## Short problem
Extract the data exactly, missing nothing.

** START OF Data shown **

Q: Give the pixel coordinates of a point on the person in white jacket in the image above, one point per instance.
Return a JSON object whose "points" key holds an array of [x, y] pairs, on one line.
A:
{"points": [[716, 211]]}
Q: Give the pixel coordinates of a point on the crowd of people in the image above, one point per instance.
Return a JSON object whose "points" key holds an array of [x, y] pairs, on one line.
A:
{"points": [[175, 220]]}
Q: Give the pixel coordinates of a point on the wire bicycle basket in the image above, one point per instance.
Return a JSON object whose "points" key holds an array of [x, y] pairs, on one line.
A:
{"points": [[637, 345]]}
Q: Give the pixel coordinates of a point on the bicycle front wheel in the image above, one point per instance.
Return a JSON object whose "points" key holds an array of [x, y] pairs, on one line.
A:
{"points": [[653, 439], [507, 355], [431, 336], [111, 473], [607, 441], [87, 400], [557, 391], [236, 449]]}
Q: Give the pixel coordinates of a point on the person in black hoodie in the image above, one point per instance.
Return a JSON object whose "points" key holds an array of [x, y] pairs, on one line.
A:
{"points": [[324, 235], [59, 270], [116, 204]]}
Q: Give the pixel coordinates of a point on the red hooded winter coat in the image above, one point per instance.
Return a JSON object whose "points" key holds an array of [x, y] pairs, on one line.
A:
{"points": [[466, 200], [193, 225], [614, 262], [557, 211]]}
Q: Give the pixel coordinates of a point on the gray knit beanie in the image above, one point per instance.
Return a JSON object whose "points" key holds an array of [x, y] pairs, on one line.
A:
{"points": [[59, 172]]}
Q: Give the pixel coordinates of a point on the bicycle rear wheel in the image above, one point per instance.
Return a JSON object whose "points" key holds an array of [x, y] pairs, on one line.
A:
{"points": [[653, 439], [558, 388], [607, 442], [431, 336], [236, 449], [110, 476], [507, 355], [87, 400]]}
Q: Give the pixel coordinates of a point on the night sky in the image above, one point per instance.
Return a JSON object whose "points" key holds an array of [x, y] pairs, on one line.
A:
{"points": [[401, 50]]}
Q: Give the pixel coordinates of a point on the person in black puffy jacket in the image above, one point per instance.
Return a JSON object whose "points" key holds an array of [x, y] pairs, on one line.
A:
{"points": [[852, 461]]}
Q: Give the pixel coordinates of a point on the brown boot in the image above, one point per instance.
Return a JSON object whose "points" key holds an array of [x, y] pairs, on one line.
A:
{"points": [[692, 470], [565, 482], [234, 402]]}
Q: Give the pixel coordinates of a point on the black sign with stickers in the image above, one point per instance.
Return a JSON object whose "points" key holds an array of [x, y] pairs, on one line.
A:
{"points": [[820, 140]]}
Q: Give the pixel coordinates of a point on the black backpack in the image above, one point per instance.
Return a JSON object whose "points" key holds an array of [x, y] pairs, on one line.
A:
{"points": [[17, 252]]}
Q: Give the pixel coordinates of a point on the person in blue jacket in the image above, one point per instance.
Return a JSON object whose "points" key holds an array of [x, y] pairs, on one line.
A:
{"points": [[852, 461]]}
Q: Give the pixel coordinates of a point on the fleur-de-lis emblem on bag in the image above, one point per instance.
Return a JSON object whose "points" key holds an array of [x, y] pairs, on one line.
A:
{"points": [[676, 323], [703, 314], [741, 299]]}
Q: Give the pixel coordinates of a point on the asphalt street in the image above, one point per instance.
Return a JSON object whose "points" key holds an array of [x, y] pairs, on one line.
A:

** END OF Data shown **

## Response for this exercise
Q: Give the pixel coordinates of a point on the person in white jacket in the image above, one point per instance.
Return a JSON object whose "points" key holds an array of [x, y] pairs, on one line.
A:
{"points": [[716, 211]]}
Q: Give the pixel coordinates of a point on the crowd of people in the image above, one point per instance.
Return a JSON object whose "points" key holds an array of [x, y] pairs, on one line.
A:
{"points": [[175, 220]]}
Q: Give the pixel coordinates of a point on the wire bicycle basket in the image above, one point per instance.
Return a JSON object whose "points" key holds an array of [x, y] pairs, on one line.
A:
{"points": [[637, 345]]}
Q: Give the pixel coordinates of a point on the bicycle front wheel in the image above, one point per instance.
Return a JSON object whose "points" key holds an array of [x, y] pairs, on one line.
A:
{"points": [[653, 439], [507, 355], [431, 336], [111, 473], [607, 441], [87, 400], [557, 391], [236, 449]]}
Q: Give the pixel coordinates of a point on the person in black hoodie in the image above, one point per instance.
Return a JSON object whose "points" key holds an array of [x, y] pairs, on one line.
A:
{"points": [[324, 235], [59, 270], [116, 204]]}
Q: Give the pixel coordinates of a point on the red hooded winter coat in the image above, one point per instance.
Return a JSON object whose "points" key holds an array of [x, y] pairs, on one line.
A:
{"points": [[466, 200], [193, 225], [614, 262], [557, 211]]}
Q: Give the pixel coordinates of a point on the gray knit beanie in the image above, one point per instance.
Return a JSON object whose "points" key holds an array of [x, y] pairs, on one line.
A:
{"points": [[59, 172]]}
Q: Give the pixel coordinates of a point on the bicycle rear wheel in the image above, one point per instance.
Return a JSON object whose "points" key holds an array of [x, y] pairs, on one line.
A:
{"points": [[653, 439], [558, 388], [607, 442], [431, 336], [236, 449], [110, 476], [507, 355], [87, 400]]}
Q: Give the pixel coordinates of a point on the night sky in the image above, one point per instance.
Return a JSON object whose "points" key holds an array of [x, y] pairs, on one line.
A:
{"points": [[401, 50]]}
Q: Give the pixel coordinates of a point on the person in black puffy jacket in the image above, one point per instance.
Return a JSON object whose "points" key holds an array of [x, y] pairs, on one line.
A:
{"points": [[852, 461]]}
Q: Give the pixel coordinates of a point on the brown boot in the image above, one point per instance.
Return a JSON object whose "points" key holds an array of [x, y] pairs, on one line.
A:
{"points": [[692, 470], [565, 482], [234, 402]]}
Q: Give the pixel coordinates of a point on the black sign with stickers in the image above, one point per instance.
Return a JSON object whose "points" key holds an array of [x, y] pairs, on one line.
A:
{"points": [[820, 140]]}
Q: Give the pixel coordinates of a point on the black backpack in the image above, one point per instance.
Return a JSON object whose "points" key holds an array of [x, y] pairs, on one line.
A:
{"points": [[17, 252]]}
Q: Give the pixel coordinates of a point on the person in blue jacket in the image above, one point per instance.
Return a JSON object whose "points" key holds an array of [x, y] pairs, on one line.
A:
{"points": [[852, 461]]}
Q: Give the pixel coordinates of a point on the fleur-de-lis emblem on bag in the image above, one point per instance.
Return a JSON object whose "points" key holds an array of [x, y] pairs, on one line.
A:
{"points": [[676, 323], [703, 314], [741, 299]]}
Q: Give the pixel coordinates of a point on the asphalt street in the image above, one point per instance.
Return a JSON object whose "points" key holds an array of [x, y] pairs, on one line.
A:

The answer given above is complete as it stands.